### TASK TO CARRY OUT
"emblem" appears in how many lines of the entries? State only the number.

(Collection entries)
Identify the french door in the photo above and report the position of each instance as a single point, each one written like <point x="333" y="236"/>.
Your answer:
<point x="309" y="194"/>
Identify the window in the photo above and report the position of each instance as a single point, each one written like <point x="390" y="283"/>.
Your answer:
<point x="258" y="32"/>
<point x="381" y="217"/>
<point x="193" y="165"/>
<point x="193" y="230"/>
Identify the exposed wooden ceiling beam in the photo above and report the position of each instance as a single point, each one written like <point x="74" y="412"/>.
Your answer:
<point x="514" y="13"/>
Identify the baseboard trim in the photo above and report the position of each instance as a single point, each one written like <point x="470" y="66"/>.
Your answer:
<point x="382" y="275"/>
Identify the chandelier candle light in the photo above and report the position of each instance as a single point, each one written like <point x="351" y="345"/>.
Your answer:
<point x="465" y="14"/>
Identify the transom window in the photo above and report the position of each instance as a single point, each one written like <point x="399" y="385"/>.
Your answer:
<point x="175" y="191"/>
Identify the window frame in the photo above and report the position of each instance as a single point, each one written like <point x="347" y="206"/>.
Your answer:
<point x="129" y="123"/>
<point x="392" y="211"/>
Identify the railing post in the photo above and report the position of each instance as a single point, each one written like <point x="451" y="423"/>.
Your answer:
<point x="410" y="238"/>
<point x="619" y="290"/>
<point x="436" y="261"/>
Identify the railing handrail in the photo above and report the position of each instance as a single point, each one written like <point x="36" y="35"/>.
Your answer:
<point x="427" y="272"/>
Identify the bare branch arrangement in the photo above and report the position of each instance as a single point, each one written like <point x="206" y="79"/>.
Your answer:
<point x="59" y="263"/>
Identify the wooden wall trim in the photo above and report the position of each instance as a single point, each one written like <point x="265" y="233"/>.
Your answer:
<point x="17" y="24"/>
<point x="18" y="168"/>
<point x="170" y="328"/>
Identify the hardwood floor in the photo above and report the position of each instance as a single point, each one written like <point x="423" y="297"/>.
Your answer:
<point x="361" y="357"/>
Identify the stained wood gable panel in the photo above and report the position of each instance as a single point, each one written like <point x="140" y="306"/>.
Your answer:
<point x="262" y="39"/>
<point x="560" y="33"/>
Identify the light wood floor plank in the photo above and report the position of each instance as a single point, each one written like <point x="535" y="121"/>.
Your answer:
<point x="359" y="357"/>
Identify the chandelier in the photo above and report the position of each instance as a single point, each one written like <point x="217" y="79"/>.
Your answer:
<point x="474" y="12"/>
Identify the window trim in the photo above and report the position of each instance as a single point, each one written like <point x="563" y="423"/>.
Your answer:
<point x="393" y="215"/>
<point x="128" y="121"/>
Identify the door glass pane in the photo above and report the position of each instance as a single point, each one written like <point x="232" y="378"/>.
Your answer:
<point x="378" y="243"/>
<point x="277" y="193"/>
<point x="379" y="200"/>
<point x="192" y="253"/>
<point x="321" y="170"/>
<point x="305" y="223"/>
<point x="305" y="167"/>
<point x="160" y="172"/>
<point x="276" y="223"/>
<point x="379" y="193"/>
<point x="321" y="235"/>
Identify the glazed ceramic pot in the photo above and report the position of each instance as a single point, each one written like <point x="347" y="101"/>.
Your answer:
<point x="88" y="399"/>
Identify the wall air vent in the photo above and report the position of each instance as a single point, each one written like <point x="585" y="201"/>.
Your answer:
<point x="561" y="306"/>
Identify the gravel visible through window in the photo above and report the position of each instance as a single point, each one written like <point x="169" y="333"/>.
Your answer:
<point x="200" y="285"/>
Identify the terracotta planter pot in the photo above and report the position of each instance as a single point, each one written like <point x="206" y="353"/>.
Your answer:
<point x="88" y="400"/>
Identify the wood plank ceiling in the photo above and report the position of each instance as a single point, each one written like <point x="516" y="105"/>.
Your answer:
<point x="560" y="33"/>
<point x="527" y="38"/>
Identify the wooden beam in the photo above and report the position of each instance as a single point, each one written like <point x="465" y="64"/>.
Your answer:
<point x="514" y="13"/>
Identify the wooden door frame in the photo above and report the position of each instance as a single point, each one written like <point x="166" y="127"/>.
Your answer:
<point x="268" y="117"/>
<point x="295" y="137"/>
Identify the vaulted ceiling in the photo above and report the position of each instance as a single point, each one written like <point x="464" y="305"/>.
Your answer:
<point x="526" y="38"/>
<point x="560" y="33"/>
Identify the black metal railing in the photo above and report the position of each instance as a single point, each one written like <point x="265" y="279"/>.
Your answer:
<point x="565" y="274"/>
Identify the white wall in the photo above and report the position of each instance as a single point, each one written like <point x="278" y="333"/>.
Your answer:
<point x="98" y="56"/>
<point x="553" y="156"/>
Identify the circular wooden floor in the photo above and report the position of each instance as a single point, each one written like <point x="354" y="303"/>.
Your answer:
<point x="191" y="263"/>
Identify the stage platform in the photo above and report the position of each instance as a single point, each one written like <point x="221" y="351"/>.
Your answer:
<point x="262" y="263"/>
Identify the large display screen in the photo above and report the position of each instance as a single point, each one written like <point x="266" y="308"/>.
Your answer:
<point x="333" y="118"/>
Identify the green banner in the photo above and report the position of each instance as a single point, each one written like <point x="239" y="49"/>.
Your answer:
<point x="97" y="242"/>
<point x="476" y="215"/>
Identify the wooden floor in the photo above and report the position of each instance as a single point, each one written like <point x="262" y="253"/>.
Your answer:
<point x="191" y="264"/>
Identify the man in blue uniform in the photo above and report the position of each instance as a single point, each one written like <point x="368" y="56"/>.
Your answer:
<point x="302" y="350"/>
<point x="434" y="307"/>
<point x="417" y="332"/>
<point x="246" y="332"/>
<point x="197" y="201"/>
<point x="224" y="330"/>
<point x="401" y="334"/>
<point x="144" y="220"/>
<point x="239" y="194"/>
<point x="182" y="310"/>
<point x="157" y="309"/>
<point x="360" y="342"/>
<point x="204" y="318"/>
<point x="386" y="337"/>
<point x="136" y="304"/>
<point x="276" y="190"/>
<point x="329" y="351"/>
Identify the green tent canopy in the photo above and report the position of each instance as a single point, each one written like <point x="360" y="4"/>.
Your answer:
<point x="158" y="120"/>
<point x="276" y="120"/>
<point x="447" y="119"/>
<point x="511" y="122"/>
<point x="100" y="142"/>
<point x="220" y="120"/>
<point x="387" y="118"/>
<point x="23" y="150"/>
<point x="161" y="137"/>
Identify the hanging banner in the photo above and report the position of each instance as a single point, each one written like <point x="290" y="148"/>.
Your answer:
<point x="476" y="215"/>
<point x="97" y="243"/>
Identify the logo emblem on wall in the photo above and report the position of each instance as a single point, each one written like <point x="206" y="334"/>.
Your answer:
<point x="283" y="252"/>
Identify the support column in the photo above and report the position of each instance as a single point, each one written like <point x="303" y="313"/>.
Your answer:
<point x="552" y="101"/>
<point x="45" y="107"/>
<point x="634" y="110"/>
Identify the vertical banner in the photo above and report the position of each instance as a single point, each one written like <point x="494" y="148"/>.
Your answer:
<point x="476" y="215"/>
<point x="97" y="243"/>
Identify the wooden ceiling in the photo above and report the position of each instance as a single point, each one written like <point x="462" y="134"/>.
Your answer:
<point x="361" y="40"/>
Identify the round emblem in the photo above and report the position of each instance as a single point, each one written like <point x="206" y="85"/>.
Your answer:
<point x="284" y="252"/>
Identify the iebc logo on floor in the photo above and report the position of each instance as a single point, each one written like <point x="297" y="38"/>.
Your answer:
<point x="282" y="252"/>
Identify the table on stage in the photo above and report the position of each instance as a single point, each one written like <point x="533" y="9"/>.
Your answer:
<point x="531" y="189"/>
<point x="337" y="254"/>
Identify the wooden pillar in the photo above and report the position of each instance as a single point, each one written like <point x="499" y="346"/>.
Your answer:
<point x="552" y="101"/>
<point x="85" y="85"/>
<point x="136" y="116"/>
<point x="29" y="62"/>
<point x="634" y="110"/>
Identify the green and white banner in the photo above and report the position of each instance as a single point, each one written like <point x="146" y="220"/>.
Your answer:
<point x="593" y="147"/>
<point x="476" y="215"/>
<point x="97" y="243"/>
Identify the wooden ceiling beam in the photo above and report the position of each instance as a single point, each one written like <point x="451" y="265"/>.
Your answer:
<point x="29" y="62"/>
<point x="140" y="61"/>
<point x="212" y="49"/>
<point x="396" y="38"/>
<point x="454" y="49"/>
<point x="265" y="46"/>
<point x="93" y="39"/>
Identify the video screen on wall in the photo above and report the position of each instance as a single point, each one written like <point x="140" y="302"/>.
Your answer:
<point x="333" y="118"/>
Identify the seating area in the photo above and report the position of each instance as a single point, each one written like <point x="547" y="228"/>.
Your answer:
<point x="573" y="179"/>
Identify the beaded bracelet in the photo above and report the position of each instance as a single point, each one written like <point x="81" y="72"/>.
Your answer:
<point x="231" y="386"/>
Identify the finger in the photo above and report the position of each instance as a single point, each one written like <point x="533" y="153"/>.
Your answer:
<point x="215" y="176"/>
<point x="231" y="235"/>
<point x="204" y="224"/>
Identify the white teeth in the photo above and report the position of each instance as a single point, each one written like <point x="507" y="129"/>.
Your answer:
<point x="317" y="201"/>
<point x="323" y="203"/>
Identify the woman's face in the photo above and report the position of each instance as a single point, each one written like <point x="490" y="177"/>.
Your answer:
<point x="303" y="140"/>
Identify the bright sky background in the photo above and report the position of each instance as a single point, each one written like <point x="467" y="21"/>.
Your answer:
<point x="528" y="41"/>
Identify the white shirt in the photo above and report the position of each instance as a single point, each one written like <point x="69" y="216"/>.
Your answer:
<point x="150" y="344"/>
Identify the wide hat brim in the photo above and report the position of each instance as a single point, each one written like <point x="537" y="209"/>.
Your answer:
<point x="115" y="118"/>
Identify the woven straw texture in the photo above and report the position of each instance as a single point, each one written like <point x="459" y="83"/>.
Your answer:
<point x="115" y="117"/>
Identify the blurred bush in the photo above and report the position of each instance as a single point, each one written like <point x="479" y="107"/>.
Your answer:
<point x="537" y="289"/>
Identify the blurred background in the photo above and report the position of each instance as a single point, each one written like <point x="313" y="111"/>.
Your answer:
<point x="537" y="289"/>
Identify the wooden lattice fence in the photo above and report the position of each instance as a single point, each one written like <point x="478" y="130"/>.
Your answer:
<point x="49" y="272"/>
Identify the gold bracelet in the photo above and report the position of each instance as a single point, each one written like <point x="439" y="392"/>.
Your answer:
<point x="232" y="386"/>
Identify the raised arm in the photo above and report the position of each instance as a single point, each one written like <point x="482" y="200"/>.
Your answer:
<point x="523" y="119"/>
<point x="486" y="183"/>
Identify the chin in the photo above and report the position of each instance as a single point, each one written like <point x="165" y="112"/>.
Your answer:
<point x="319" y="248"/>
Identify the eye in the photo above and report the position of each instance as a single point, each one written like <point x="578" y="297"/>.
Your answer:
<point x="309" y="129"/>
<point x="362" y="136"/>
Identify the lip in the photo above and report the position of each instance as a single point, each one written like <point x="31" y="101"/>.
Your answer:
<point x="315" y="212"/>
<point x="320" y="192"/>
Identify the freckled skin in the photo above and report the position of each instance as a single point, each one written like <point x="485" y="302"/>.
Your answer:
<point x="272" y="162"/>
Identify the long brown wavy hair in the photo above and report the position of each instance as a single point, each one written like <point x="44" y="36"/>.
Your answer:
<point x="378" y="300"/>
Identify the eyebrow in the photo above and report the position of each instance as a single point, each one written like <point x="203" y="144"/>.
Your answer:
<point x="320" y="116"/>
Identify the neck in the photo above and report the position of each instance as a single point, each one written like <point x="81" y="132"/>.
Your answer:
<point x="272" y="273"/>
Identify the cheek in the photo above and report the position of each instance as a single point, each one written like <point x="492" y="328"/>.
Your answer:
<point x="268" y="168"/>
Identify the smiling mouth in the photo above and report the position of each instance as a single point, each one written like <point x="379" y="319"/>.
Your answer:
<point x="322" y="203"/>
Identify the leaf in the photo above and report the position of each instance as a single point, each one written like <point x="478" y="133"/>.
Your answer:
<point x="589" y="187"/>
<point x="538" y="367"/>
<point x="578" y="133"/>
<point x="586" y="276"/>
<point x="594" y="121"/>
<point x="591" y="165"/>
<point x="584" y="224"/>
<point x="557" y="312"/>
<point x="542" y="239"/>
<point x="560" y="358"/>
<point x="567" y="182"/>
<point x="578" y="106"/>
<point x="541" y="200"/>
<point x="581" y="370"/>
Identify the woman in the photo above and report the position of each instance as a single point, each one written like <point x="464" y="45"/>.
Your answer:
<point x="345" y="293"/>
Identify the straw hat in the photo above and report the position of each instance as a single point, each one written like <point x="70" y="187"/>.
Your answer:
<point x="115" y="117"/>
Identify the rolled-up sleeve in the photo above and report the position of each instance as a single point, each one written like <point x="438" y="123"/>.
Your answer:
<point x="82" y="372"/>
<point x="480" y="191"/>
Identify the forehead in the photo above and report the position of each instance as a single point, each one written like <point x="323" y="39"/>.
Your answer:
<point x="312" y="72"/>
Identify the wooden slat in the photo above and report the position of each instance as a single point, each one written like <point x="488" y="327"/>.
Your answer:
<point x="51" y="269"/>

### TASK SOLUTION
2